Your task
Could you return only the rows beginning at the line that contains "Above is an image. Determine if it contains any woven" and ending after the line that contains "147, 207, 208, 225", with "rippled water" swapped for "choppy water" and everything else unchanged?

**** Materials provided

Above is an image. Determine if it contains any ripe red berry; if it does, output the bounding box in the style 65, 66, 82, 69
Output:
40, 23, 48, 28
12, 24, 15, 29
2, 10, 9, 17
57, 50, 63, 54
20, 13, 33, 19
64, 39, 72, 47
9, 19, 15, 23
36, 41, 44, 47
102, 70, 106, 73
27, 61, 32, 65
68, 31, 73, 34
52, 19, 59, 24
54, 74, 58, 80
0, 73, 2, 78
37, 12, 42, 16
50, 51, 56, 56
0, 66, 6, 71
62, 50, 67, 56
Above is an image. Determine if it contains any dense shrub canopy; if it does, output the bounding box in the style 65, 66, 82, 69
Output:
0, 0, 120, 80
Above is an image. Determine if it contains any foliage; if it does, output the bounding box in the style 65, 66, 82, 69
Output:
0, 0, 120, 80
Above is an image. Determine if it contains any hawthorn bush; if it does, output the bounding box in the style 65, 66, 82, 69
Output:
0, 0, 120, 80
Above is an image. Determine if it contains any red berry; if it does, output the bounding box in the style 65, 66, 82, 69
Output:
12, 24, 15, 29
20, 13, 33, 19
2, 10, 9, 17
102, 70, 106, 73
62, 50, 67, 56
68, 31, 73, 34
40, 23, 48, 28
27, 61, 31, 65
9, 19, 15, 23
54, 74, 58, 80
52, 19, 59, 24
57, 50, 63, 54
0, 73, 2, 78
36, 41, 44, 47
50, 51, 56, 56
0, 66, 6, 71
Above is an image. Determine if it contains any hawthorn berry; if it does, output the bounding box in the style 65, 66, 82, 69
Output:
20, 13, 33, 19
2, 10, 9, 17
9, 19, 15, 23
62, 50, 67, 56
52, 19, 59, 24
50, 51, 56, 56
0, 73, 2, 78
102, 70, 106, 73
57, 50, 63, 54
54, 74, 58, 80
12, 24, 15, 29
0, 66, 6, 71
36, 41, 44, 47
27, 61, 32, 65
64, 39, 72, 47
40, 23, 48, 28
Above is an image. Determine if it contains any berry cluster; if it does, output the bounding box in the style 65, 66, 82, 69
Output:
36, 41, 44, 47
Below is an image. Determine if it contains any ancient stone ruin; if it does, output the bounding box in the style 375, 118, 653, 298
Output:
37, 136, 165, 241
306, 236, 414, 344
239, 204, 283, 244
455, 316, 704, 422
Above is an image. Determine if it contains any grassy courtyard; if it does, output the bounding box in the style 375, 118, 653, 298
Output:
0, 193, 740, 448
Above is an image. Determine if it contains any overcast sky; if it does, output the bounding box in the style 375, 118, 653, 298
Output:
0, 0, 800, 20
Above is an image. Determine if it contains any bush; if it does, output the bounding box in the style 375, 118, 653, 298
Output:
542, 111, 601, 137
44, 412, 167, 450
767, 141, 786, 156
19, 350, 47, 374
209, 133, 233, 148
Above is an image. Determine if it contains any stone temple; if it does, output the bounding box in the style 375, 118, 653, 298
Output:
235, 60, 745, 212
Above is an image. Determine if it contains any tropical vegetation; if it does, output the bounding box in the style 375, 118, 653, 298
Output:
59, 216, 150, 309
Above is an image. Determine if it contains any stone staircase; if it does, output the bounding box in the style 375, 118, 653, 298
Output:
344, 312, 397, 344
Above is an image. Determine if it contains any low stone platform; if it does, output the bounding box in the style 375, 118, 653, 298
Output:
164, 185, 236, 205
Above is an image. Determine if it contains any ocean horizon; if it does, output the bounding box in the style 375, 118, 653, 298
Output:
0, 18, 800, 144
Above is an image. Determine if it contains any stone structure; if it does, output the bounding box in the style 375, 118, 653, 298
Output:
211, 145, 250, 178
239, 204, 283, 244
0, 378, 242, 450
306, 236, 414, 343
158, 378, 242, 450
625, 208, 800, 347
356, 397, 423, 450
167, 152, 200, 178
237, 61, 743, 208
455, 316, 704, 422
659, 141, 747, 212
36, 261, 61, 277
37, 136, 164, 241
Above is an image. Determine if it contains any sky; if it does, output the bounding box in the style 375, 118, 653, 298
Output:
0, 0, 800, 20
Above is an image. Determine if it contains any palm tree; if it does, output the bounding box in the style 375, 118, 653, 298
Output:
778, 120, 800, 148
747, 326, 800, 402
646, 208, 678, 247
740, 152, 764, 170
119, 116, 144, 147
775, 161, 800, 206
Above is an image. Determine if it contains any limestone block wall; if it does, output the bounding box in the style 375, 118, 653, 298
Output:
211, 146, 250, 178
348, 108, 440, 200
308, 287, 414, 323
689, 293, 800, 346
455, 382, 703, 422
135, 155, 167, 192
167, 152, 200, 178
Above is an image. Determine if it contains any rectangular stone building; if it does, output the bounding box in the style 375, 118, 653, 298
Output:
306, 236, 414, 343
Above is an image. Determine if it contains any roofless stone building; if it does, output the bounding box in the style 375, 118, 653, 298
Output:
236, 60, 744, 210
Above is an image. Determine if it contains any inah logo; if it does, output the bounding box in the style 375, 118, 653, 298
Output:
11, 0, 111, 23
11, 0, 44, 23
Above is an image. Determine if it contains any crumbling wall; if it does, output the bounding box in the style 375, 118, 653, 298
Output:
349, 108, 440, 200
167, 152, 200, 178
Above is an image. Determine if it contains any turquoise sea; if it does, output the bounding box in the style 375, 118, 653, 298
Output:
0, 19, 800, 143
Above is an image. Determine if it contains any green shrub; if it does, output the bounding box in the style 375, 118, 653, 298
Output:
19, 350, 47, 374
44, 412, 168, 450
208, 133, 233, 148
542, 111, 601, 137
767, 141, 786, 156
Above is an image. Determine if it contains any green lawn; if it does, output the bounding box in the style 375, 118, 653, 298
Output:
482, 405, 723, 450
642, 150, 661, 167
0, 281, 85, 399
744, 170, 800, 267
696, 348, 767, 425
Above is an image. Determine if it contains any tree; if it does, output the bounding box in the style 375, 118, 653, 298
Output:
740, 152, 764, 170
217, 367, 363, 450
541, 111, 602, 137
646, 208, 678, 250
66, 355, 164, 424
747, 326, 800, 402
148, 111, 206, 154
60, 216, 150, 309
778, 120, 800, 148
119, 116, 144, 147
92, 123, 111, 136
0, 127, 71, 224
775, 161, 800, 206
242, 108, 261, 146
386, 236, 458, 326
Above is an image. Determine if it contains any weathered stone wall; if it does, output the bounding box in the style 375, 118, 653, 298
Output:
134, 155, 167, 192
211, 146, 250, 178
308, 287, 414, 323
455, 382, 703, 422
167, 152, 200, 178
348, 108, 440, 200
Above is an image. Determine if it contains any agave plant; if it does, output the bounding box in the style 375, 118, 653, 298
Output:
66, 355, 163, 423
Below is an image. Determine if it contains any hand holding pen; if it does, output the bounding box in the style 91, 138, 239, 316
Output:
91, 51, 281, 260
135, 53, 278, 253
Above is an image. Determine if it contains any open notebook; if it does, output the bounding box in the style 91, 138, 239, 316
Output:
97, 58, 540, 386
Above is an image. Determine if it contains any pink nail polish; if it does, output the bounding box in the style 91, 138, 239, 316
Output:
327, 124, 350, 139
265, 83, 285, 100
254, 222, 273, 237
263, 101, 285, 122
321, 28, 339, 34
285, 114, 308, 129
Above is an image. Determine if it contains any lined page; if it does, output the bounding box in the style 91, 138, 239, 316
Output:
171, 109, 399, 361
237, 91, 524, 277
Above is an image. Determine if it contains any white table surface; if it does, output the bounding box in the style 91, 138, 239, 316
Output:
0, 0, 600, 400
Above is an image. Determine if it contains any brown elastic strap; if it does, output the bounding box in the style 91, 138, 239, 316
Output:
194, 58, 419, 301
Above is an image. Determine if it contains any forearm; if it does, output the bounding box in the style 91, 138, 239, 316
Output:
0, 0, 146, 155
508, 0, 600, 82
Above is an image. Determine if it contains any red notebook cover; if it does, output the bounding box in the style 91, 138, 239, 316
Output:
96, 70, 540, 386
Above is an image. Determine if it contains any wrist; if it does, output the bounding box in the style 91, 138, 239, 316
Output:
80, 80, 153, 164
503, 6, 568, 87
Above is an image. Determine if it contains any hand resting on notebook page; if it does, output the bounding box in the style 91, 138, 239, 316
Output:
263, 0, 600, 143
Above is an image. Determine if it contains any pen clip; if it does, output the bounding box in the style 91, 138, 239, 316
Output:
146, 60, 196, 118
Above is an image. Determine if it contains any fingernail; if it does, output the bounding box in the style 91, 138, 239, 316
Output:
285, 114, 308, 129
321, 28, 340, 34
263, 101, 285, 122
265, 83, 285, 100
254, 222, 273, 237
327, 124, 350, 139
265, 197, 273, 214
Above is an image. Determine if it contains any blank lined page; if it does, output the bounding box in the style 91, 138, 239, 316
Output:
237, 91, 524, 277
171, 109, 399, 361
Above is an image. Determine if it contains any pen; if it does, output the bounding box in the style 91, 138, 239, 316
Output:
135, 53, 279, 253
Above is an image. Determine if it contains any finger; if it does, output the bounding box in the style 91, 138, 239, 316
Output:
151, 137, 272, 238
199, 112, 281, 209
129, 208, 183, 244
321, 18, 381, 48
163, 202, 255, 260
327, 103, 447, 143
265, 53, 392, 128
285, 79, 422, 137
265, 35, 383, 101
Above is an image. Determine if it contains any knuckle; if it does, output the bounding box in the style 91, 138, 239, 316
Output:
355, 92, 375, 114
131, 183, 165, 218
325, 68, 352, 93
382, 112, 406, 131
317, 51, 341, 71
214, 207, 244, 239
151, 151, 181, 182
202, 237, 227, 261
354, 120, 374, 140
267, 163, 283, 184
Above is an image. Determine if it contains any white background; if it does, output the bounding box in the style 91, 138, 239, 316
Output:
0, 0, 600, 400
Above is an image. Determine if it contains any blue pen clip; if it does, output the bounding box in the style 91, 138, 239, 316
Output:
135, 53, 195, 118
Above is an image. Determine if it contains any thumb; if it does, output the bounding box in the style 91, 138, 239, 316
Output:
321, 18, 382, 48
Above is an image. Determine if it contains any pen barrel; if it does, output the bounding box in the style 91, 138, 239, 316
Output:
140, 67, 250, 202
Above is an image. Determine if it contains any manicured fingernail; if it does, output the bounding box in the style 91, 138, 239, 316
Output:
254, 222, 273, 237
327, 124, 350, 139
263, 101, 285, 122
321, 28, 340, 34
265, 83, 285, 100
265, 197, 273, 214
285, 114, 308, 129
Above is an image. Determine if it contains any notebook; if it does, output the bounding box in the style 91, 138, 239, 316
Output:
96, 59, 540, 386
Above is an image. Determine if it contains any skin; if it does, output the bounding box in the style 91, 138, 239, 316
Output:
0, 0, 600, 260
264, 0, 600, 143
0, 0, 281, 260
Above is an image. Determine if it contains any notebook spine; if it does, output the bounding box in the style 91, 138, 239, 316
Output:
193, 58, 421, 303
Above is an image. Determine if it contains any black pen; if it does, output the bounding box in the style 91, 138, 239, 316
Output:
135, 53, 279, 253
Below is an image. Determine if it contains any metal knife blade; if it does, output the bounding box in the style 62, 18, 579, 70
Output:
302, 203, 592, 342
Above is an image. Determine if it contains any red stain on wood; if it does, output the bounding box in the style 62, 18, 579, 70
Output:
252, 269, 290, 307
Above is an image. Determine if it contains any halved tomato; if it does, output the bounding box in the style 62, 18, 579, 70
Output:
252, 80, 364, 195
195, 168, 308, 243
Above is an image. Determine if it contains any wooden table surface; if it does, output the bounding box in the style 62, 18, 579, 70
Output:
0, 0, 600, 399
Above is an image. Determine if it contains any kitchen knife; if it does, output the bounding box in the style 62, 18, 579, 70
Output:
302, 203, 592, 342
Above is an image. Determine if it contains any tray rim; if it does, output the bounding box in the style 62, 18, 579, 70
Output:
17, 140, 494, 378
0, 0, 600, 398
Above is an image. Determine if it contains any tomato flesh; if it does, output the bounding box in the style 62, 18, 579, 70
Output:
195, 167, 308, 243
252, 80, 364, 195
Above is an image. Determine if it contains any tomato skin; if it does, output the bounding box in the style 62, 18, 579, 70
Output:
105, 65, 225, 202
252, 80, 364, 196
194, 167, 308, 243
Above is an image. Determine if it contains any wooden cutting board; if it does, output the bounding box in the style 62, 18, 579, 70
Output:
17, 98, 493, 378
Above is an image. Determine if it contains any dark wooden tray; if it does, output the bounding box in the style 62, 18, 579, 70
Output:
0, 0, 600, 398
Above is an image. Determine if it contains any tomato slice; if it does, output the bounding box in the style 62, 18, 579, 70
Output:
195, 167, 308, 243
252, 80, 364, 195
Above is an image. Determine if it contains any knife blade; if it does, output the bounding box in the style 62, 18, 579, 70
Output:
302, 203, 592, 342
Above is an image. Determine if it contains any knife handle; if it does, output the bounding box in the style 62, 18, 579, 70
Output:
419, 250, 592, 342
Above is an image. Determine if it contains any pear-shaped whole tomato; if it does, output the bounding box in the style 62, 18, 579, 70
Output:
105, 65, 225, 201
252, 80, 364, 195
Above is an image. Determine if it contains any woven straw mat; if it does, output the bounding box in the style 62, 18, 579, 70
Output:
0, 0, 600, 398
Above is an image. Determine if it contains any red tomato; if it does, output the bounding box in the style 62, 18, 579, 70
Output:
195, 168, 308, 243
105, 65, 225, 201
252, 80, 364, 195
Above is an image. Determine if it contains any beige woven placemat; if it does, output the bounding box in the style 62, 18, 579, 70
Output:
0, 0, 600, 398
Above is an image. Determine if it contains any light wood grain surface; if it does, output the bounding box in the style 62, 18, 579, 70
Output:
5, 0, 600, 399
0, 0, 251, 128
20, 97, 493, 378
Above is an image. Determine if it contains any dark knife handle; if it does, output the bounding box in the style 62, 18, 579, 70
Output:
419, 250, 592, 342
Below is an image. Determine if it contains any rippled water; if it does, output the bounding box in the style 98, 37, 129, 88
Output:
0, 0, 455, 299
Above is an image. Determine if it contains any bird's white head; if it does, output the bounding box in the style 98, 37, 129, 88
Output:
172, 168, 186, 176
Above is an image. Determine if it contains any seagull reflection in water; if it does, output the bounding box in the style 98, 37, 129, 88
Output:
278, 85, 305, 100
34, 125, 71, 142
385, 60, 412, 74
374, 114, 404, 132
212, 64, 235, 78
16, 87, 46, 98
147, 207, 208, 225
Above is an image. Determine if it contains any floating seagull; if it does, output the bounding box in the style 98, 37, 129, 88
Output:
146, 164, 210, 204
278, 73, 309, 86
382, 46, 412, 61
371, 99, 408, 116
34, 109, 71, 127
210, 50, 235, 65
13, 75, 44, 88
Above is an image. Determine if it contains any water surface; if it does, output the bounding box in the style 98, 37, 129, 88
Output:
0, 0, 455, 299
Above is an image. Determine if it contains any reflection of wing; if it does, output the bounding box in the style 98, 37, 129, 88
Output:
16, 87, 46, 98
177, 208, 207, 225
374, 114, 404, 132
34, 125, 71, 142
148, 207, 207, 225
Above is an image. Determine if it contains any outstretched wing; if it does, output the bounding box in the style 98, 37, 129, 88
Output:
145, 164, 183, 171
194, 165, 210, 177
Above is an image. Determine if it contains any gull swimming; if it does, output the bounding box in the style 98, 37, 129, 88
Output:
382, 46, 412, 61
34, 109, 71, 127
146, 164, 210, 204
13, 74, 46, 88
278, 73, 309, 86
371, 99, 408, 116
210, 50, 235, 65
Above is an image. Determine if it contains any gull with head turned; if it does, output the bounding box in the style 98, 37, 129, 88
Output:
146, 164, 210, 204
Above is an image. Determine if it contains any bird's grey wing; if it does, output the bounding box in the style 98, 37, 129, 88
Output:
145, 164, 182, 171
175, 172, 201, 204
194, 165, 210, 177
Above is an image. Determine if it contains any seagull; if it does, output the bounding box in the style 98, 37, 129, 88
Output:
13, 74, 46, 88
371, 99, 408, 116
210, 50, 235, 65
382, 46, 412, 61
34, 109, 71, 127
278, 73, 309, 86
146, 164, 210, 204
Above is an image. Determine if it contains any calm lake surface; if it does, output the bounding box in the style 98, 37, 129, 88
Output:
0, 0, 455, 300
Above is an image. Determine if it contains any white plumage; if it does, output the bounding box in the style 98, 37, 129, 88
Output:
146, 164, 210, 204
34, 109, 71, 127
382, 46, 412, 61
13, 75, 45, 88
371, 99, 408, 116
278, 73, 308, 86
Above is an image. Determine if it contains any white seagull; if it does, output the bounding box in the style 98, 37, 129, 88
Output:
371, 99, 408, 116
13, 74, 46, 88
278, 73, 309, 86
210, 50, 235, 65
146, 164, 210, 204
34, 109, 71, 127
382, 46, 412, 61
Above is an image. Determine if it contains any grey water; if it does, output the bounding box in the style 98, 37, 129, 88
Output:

********

Response
Above is an image. Determine if it contains any woven straw mat; if it does, output the bounding box in the style 62, 18, 579, 70
Output:
0, 0, 600, 398
Above is an image. Determine if it contains any red tomato; if it does, output the bounding box in the style 62, 18, 579, 70
Output:
195, 168, 308, 243
105, 65, 225, 201
252, 80, 364, 195
Above is an image. Determine if it contains any beige woven placemat; if it does, output the bounding box in the style 62, 18, 579, 70
Output:
0, 0, 600, 398
Above is an image. Determine if it contains any light wood grain surface; if it does, output the bounding box in the style 62, 18, 579, 70
Output:
5, 0, 600, 399
0, 0, 251, 128
20, 97, 493, 378
Above is an image. Determine if it contains any dark knife handle; if it does, output the bounding box in the style 62, 18, 579, 70
Output:
419, 250, 592, 342
Below is an image. Determine if it contains any choppy water; if it does, output the bounding box in the style 98, 37, 129, 88
Output:
0, 0, 455, 299
Above is an image. Determine if it contains any bird's white head; if it does, output the bounding box in the style 98, 37, 129, 88
Output:
172, 168, 186, 176
Above is an image. Determine if it contains any seagull reflection in water; if it does, output the bounding box in the style 98, 37, 129, 88
Output:
278, 85, 305, 100
34, 125, 71, 142
385, 60, 412, 74
374, 114, 404, 132
212, 64, 235, 78
16, 87, 46, 98
147, 207, 208, 225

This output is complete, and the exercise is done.